=== PASSAGE ===

Profile picture for user Roxie4genealogy
By Roxie4genealogy | 4:44 PM MST, Sat March 20, 2010

Would the term “Jornalero,” referenced in civil records from San Miguel el Alto, Jalisco during the late 1800’s, have the same translation today? I’ve heard several translations of this term including “day laborer,”and “agricultural worker.” Since the concept of a “day laborer” would not have existed during that time period, does anyone have a historically correct definition?

=== DATA ROWS ===

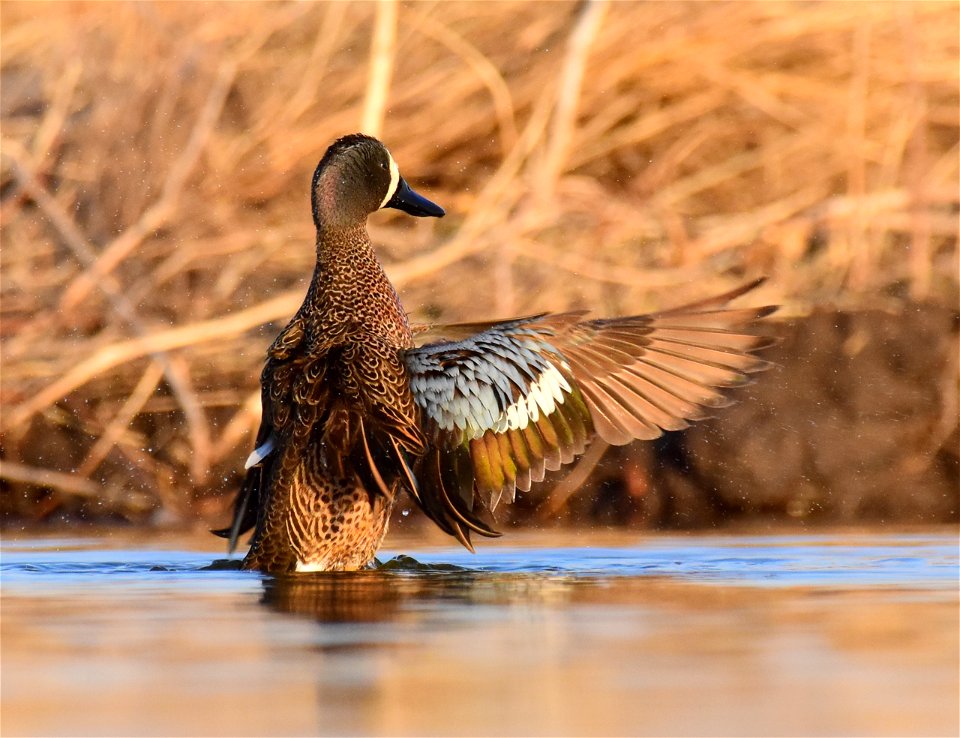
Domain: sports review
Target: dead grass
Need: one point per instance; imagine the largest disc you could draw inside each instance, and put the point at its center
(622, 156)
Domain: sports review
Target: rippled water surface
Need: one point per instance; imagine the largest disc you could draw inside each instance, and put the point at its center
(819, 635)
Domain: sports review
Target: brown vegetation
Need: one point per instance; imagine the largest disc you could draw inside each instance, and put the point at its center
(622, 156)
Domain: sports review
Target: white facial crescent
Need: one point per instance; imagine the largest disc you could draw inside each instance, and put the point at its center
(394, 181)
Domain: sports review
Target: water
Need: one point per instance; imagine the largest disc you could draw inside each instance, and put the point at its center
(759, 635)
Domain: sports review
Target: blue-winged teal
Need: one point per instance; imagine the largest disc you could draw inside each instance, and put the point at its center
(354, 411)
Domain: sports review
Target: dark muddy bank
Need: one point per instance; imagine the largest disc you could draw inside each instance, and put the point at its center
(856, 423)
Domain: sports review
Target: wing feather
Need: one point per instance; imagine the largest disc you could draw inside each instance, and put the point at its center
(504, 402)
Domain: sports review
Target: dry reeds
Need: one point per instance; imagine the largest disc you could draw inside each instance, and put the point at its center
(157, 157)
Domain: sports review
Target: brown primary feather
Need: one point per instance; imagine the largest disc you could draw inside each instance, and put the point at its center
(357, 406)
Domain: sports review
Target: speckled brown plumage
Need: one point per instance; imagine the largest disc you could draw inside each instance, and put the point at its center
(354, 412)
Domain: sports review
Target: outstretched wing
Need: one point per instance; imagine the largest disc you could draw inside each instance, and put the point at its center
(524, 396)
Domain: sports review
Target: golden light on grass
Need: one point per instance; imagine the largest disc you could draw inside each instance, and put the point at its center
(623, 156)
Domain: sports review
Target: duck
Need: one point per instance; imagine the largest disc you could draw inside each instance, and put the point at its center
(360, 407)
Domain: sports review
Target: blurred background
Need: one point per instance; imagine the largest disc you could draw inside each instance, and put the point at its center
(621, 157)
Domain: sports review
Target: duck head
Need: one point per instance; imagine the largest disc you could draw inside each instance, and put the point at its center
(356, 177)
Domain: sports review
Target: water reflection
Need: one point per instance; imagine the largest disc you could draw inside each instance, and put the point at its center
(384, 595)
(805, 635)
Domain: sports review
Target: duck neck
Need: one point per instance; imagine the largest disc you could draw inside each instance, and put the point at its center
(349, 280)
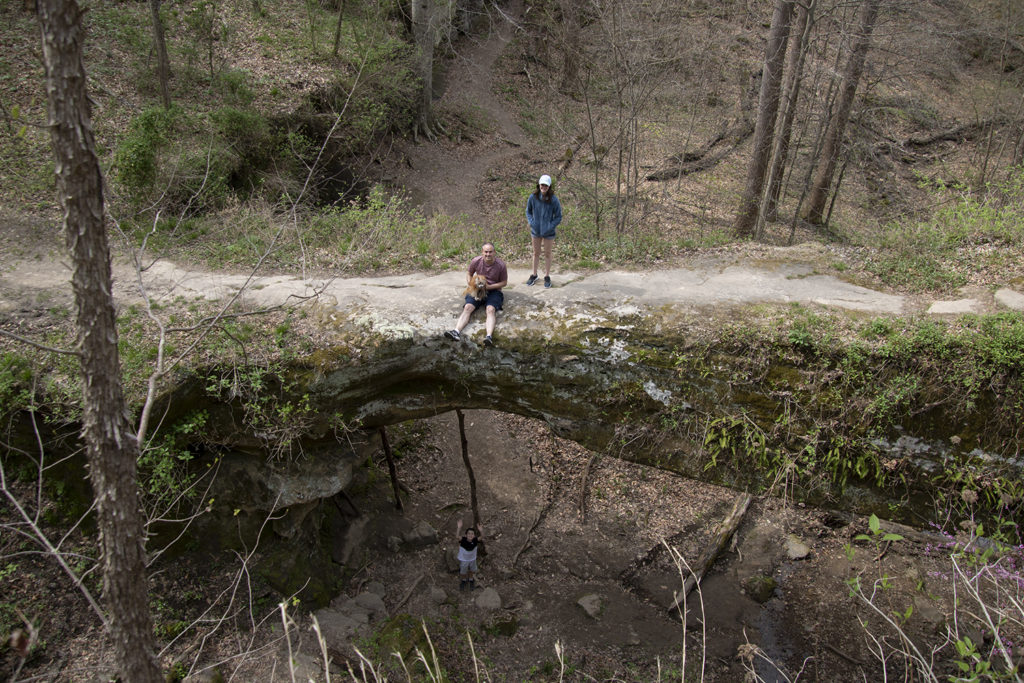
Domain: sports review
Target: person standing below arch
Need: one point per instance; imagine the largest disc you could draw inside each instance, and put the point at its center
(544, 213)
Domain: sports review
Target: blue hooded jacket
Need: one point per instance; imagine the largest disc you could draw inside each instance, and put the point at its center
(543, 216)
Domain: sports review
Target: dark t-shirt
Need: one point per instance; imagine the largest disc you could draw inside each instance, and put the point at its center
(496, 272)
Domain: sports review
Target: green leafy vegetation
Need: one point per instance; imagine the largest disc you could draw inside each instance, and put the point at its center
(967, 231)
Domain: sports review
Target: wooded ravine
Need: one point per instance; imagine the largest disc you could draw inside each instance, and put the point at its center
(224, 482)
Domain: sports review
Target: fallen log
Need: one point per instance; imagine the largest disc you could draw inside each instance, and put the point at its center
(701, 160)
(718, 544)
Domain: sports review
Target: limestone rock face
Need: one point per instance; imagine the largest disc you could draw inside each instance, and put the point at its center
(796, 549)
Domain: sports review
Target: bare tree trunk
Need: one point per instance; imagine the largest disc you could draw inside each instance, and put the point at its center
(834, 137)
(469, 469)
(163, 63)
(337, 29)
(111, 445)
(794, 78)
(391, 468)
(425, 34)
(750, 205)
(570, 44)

===

*INSTRUCTION 1:*
Please rewrite the forum post from "Would the term" up to and including "historically correct definition?", putting "parish records" in place of "civil records".
*INSTRUCTION 2:*
Which town's civil records does the forum post mention?
*INSTRUCTION 3:*
Name each distinct term the forum post places in quotation marks.

*WRITTEN RESPONSE 1:*
Would the term “Jornalero,” referenced in parish records from San Miguel el Alto, Jalisco during the late 1800’s, have the same translation today? I’ve heard several translations of this term including “day laborer,”and “agricultural worker.” Since the concept of a “day laborer” would not have existed during that time period, does anyone have a historically correct definition?

*WRITTEN RESPONSE 2:*
San Miguel el Alto, Jalisco

*WRITTEN RESPONSE 3:*
Jornalero, day laborer, agricultural worker